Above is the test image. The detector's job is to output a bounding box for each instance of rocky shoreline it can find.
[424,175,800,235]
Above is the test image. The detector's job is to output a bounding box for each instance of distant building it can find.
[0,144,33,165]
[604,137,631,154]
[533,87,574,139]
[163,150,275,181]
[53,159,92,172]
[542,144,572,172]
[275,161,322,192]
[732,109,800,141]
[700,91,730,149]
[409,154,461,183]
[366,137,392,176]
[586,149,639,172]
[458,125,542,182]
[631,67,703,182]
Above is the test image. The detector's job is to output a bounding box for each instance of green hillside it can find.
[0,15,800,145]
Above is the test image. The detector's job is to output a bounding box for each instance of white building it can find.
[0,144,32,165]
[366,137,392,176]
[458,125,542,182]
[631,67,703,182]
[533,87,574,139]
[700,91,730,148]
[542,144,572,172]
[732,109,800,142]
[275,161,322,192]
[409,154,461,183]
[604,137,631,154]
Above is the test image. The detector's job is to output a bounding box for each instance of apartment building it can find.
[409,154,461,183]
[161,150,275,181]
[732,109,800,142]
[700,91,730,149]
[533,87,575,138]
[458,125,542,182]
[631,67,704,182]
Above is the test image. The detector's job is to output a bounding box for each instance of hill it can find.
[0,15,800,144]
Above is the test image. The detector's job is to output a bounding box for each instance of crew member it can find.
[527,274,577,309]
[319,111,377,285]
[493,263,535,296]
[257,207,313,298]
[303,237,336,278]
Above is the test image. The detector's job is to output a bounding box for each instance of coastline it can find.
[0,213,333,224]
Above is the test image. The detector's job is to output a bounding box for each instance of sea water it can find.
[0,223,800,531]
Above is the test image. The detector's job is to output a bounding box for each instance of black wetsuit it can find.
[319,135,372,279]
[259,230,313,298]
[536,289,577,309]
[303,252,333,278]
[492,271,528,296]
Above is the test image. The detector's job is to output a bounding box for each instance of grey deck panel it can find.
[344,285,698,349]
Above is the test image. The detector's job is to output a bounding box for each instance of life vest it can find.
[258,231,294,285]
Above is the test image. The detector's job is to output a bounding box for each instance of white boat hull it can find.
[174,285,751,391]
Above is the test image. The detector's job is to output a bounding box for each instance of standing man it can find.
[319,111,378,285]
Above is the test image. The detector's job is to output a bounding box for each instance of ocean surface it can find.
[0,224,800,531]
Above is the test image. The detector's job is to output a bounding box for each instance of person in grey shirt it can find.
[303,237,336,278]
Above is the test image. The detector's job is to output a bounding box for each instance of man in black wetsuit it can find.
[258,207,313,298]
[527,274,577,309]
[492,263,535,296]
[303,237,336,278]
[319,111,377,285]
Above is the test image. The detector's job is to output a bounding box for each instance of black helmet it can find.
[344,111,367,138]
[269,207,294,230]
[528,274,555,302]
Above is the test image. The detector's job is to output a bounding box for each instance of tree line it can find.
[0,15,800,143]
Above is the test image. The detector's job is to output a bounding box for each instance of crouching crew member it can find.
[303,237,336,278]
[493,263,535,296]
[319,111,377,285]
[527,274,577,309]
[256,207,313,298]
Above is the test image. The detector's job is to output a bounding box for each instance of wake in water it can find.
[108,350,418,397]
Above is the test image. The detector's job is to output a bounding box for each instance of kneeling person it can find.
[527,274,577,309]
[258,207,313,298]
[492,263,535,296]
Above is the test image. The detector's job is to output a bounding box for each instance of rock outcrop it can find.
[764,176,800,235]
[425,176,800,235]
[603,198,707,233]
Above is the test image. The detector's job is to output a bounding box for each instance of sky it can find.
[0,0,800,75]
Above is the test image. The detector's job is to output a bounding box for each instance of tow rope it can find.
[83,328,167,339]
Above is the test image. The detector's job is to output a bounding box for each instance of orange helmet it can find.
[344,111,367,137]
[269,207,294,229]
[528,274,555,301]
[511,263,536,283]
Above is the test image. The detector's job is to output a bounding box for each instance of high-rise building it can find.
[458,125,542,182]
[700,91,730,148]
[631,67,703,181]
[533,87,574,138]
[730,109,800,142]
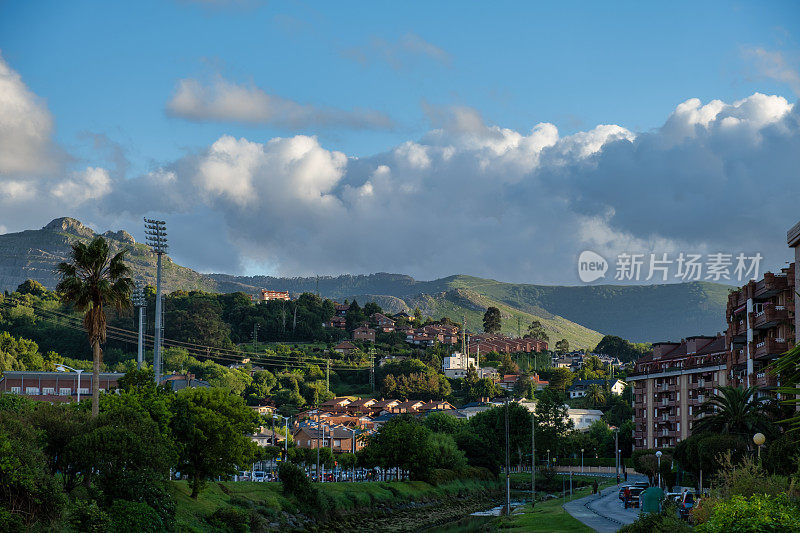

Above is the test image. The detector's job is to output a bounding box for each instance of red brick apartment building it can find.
[258,289,290,302]
[725,262,797,391]
[0,371,125,402]
[628,335,728,449]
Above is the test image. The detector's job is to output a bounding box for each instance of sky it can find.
[0,0,800,284]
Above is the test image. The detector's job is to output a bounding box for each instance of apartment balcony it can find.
[750,304,789,329]
[750,371,778,389]
[750,338,789,359]
[753,272,787,299]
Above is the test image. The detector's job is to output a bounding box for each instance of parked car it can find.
[678,491,695,520]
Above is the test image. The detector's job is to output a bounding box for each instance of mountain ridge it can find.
[0,217,731,348]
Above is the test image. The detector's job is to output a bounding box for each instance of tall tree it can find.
[693,387,774,438]
[483,307,502,333]
[525,320,550,342]
[56,237,133,417]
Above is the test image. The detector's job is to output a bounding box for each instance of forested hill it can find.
[0,218,729,348]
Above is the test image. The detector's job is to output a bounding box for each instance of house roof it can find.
[370,398,400,409]
[322,396,352,407]
[333,341,356,350]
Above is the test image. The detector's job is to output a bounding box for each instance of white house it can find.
[567,379,625,399]
[567,409,603,431]
[442,352,475,379]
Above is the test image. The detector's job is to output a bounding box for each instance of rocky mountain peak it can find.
[42,217,94,237]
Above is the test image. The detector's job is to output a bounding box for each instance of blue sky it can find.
[0,0,800,283]
[0,1,800,168]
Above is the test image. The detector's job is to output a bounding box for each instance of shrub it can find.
[619,504,692,533]
[108,500,165,533]
[697,495,800,533]
[278,462,317,504]
[206,507,250,533]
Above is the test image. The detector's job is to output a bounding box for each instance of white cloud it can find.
[53,167,111,205]
[0,52,54,175]
[167,76,393,129]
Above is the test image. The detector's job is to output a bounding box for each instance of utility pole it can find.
[369,348,375,391]
[131,284,146,370]
[506,398,511,514]
[531,413,536,509]
[144,218,167,384]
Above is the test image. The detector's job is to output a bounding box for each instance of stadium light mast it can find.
[131,284,147,370]
[144,218,167,384]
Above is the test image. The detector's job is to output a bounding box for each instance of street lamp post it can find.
[656,450,661,488]
[531,413,536,507]
[753,433,767,463]
[56,364,83,403]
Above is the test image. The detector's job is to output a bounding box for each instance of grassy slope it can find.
[170,480,499,531]
[499,474,613,533]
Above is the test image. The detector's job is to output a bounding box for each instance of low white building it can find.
[442,352,475,379]
[567,409,603,431]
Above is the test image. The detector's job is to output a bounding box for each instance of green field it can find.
[170,480,500,531]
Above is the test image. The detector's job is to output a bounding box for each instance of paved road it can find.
[564,476,640,533]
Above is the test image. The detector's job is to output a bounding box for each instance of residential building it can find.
[250,426,286,446]
[442,352,475,379]
[725,263,797,394]
[258,289,290,302]
[0,370,125,403]
[161,373,211,391]
[293,424,364,453]
[628,335,728,449]
[567,379,625,399]
[353,326,375,342]
[392,400,425,414]
[319,396,353,411]
[369,313,394,333]
[333,341,358,355]
[567,408,603,431]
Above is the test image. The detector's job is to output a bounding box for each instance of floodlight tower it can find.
[131,284,147,370]
[144,218,167,384]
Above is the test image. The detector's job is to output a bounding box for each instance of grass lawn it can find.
[498,474,616,533]
[170,479,499,531]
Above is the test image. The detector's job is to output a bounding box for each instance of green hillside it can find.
[0,218,730,348]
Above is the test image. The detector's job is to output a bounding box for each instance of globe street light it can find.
[56,364,83,403]
[656,450,661,488]
[753,433,767,462]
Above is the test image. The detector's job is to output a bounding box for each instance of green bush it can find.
[278,461,317,504]
[108,500,165,533]
[206,507,250,533]
[619,504,692,533]
[697,495,800,533]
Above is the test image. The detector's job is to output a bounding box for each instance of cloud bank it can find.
[0,55,800,284]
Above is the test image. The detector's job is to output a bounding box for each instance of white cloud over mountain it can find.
[0,54,800,283]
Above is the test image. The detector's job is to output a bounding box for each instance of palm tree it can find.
[56,237,133,417]
[586,383,606,407]
[694,387,775,440]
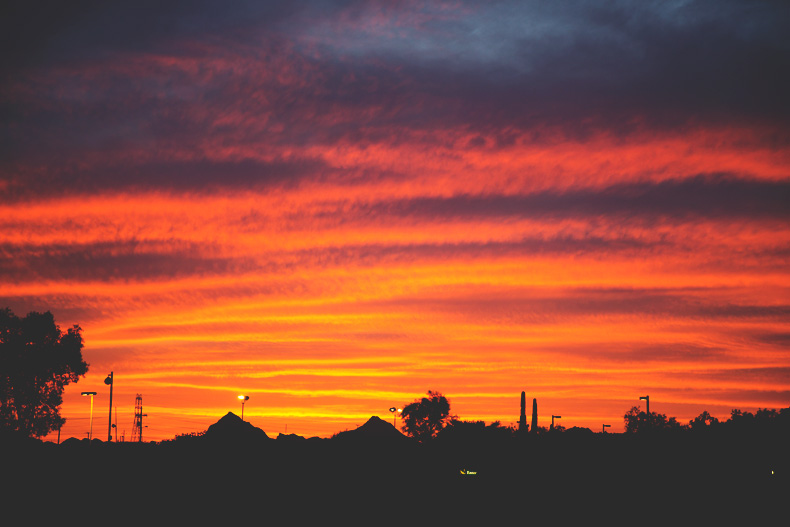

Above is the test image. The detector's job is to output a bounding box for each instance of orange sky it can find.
[0,2,790,440]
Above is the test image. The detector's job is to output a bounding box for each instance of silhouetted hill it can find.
[334,415,409,442]
[203,412,270,443]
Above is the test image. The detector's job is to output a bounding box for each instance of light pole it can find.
[390,406,403,428]
[639,395,650,429]
[82,392,96,441]
[104,372,113,443]
[239,395,250,423]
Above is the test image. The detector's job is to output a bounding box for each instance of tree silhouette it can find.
[623,406,683,434]
[689,410,719,430]
[0,308,88,437]
[401,390,450,441]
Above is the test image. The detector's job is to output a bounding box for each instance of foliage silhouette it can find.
[0,308,88,437]
[401,390,450,442]
[689,410,719,430]
[623,406,683,434]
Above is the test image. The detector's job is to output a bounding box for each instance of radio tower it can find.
[132,393,148,443]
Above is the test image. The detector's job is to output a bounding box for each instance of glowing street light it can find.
[239,395,250,423]
[390,406,403,428]
[82,392,96,441]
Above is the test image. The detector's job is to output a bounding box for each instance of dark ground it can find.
[0,428,790,525]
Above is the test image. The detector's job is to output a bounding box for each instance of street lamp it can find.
[390,406,403,428]
[82,392,96,441]
[639,395,650,420]
[239,395,250,423]
[639,395,650,429]
[104,372,113,443]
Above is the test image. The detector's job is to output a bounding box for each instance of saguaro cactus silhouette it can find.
[531,399,538,433]
[518,392,527,432]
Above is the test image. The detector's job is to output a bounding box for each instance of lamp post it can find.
[104,372,113,443]
[82,392,96,441]
[639,395,650,429]
[239,395,250,423]
[390,406,403,428]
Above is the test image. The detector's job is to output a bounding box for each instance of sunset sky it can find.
[0,0,790,440]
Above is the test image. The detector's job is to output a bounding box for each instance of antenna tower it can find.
[132,393,148,443]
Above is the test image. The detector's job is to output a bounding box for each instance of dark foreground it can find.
[0,434,790,525]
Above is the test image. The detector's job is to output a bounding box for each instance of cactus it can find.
[518,392,527,432]
[530,399,538,433]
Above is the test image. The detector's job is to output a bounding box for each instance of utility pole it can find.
[104,372,113,443]
[132,393,148,443]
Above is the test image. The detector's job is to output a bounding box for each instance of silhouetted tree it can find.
[689,410,719,430]
[401,390,450,441]
[623,406,683,434]
[439,417,516,443]
[0,308,88,437]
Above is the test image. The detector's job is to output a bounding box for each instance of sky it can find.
[0,0,790,440]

- Stated exercise
Copy out, without any change, the stretch of the items from their beginning through the line containing "[424,175,800,235]", with both ends included.

- The result
Above is the test image. The detector's job is to output a bounding box for each instance of rocky shoreline it can find.
[424,175,800,235]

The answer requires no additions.